:: Required action ::
The entries should be restated word for word.

[Stored entries]
-- -- --

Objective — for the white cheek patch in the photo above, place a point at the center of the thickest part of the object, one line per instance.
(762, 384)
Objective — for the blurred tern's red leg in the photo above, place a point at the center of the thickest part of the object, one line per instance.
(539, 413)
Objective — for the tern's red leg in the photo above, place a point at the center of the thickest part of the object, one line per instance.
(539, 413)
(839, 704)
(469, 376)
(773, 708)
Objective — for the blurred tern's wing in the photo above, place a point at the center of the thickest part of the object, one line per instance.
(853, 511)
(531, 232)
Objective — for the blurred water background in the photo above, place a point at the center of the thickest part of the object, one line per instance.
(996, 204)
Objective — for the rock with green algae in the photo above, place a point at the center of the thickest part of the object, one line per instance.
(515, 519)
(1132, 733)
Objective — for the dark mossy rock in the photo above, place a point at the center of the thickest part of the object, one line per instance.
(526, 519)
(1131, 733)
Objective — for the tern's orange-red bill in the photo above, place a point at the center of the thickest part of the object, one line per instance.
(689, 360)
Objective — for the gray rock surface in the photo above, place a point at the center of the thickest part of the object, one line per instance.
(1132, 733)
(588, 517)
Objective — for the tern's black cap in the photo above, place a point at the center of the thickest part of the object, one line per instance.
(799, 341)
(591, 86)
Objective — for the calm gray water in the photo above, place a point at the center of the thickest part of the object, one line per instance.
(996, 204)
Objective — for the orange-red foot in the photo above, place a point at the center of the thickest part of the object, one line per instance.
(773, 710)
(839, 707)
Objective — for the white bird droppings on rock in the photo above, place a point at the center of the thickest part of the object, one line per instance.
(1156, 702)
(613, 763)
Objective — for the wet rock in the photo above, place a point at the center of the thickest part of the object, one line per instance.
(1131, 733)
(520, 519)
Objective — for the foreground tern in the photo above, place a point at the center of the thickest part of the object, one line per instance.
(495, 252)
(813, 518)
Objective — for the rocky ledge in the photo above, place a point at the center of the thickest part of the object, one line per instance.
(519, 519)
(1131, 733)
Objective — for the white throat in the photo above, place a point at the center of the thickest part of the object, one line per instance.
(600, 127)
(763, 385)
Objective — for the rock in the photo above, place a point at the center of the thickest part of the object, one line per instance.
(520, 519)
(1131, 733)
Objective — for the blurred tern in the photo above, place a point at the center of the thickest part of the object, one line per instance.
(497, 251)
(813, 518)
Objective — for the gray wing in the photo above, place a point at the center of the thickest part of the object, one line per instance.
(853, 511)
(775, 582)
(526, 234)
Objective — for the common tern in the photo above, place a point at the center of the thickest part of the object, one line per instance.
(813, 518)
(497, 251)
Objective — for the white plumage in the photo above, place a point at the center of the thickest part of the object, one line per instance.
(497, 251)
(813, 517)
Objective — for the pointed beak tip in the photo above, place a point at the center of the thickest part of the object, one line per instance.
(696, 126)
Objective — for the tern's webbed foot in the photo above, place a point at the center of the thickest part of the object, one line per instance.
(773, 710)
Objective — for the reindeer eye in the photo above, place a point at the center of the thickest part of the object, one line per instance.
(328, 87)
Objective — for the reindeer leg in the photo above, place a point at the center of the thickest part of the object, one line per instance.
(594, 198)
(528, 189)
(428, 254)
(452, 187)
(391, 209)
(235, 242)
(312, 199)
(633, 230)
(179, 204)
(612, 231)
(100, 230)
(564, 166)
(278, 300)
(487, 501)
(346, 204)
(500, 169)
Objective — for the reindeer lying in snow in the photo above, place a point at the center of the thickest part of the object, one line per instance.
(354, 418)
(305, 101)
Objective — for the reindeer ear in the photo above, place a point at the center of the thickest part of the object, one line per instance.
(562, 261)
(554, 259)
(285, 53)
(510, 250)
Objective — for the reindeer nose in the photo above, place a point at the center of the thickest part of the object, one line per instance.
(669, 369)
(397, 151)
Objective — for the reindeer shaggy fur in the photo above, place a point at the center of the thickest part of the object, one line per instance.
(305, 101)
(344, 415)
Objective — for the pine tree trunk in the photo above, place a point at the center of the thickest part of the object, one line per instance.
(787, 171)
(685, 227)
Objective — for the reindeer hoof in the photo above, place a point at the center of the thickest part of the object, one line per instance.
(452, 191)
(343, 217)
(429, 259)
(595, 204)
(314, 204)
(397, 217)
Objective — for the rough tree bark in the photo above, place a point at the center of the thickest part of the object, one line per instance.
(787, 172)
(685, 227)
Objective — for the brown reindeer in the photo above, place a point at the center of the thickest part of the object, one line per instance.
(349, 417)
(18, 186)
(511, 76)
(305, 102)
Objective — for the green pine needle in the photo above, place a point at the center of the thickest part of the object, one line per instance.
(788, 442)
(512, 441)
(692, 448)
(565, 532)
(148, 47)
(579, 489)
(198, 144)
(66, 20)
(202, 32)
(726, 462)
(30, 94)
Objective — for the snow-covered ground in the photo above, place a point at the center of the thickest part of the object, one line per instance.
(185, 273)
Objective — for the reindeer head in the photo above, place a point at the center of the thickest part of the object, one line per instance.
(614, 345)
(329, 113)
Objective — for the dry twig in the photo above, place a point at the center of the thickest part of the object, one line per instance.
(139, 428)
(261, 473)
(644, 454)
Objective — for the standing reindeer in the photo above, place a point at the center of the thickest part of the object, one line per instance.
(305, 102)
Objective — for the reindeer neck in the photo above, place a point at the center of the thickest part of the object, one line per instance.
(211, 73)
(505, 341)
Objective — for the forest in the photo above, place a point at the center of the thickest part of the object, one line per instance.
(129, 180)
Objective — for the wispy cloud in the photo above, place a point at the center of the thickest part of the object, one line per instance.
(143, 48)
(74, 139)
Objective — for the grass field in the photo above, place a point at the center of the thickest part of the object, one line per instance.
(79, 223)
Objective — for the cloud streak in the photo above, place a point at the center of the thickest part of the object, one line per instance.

-- -- --

:: Result of the exercise ::
Objective — for the white cheek patch in the photo above, place a point at the center of the thickest part of the object, one line per instance.
(762, 384)
Objective — for the blurred tern's red leg in the photo above, place a point at the center of the thickest part of the object, one line per instance.
(539, 413)
Objective — for the tern's red leg in the photo above, place a point at the center of the thickest part of the object, one line per instance.
(539, 413)
(839, 704)
(469, 376)
(773, 708)
Objective — for the blurred tern's wing in the photo above, place a point at the center of the thickest part of the object, one line per instance.
(853, 511)
(531, 232)
Objective — for the blurred water background in the photo above, place a point at the center of the thickest part of the object, one line per instance.
(996, 204)
Objective — for the rock with green algae in the photo above, place a point at the center of the thickest part of the object, one line per instance.
(515, 519)
(1132, 733)
Objective — for the dark mossy rock in the photo above, place a point at the center of the thickest part of the object, one line per instance.
(526, 519)
(1131, 733)
Objective — for the tern's orange-red bill in the photo above, place a point at the center of the thickest part of the object, one line per instance.
(689, 360)
Objective — for the gray rock surface in the photo above, place a point at the center of the thickest part of the object, one line per instance.
(1132, 733)
(588, 517)
Objective — for the tern's black cap in the photo above, place a point at the center of the thickest part of the object, one line per instance.
(799, 341)
(591, 86)
Objective — for the calm gray water in the photo above, place a point at the center of the thickest part of the object, one line per instance.
(996, 204)
Objective — for the orange-red foot in the photo above, place a point at the center of the thickest part of the object, one line per instance.
(773, 710)
(839, 707)
Objective — for the white bird droppings on rock in the photo above, place a point at the center of the thickest part of the object, one line per instance.
(1156, 702)
(613, 763)
Objective — for the wet rock in the photo above, place a point at the center of the thickest part of the object, one line per instance.
(1131, 733)
(520, 519)
Objective — for the foreground tern in the photo above, place a point at the center of the thickest part of the object, one line per instance.
(495, 252)
(813, 518)
Objective — for the rocky ledge in the photo above, place a point at the center of the thickest part of the object, one line per instance.
(519, 519)
(1131, 733)
Objective — for the white throat in the photo above, place a point at the center of the thickest part of the object, one line per instance.
(600, 127)
(763, 385)
Objective — for the rock in the photo above, place a point at the center of the thickest part of the object, one line per instance.
(520, 519)
(1131, 733)
Objective — for the blurred tern in the photo above, place a point at the center of the thickest part of the object, one line per instance.
(497, 251)
(813, 518)
Objective — for the gray wing in the photo above, place a point at the center of the thickest part of the object, one line per instance.
(853, 511)
(775, 582)
(526, 234)
Objective — for the common tern in the photo above, place a point at the center of the thickest part of the object, one line per instance.
(813, 518)
(497, 251)
Objective — for the white plumage in the photo above, place a point at the center of the thickest part of the object, one line per instance.
(497, 251)
(813, 517)
Objective — for the pointed beak tip in the photo above, place a point at the center of the thickest part of the object, one line per instance.
(696, 126)
Objective — for the tern's webbed foot in the photo above, place a point at the center of the thickest part of the object, one line per instance.
(773, 710)
Objective — for the reindeer eye in the photo above, place a point at the center of the thickest part of the object, one line per instance.
(328, 87)
Objective — for the reindeer leg in the photo above, place a point at the center of the thickest part of the object, one line per instance.
(594, 198)
(528, 189)
(428, 254)
(452, 187)
(391, 209)
(235, 242)
(312, 199)
(633, 230)
(179, 204)
(612, 231)
(100, 230)
(564, 166)
(278, 300)
(487, 501)
(346, 204)
(500, 169)
Objective — for the reindeer lying in snow in the photo above, place a point at the center of the thickest part of the object, one line per instance.
(354, 418)
(305, 101)
Objective — for the reindeer ear in the photo above, place a point at the center of the thickest part of the object, one line per instance.
(562, 261)
(554, 259)
(285, 53)
(510, 250)
Objective — for the reindeer nose in the photo above, place a point at the center of the thickest part of the object, one line per instance.
(669, 369)
(397, 151)
Objective — for the reindeer shaggy fur in the photo above, place a point at the center of the thickest part of the object, one line per instance.
(305, 101)
(344, 415)
Objective — for the pine tree trunk in the photo above, place a point at the center of the thickest part of the object, one line per instance.
(787, 171)
(685, 227)
Objective — for the reindeer hoof in the photo above, place a point at the center of the thickest part of the object, one line per instance.
(452, 191)
(343, 217)
(429, 259)
(595, 204)
(314, 204)
(397, 217)
Objective — for the rough tree bark in the photo above, place a point at the center of the thickest part of the object, one line per instance.
(787, 172)
(685, 227)
Objective — for the brown reindeer in the photo above, place a point at the center of the thickest part of the object, one line per instance.
(349, 417)
(18, 186)
(511, 76)
(305, 102)
Objective — for the green pine needle in the photo above, place a point at the center of the thickest part of the object, one line per instance.
(788, 442)
(512, 441)
(692, 448)
(565, 532)
(148, 47)
(579, 489)
(198, 144)
(66, 20)
(202, 32)
(726, 462)
(30, 94)
Objective — for the snow-covered ground in the photo above, place a point at the center of the thickest part of the object, one line per instance.
(185, 273)
Objective — for the reindeer head in the photo above, place a point at the center of the thickest part of the object, one line per instance.
(614, 345)
(329, 113)
Objective — for the dry twig in the photo above, place a point at the center of the thickest part of the object, one line per instance.
(139, 428)
(261, 473)
(644, 454)
Objective — for the standing reindeer in the photo above, place a point at the center of the thickest part of the object, one line per instance.
(305, 102)
Objective — for the reindeer neck in the photo above, place a point at the center of the thickest part of the object, one line per instance.
(211, 73)
(505, 341)
Objective — for the forest in the photo above, place a point at the center of the thickest part of the object, one line per instance.
(129, 180)
Objective — for the wispy cloud in the photo above, place a point at the center of the thickest part of the object, one line per instance.
(143, 48)
(74, 139)
Objective — for the grass field in the photo above, place a point at the center of the thickest part of the object, one line per instance.
(79, 223)
Objective — for the cloud streak in the photo above, place a point at the center of the thickest part of the object, one line per instance.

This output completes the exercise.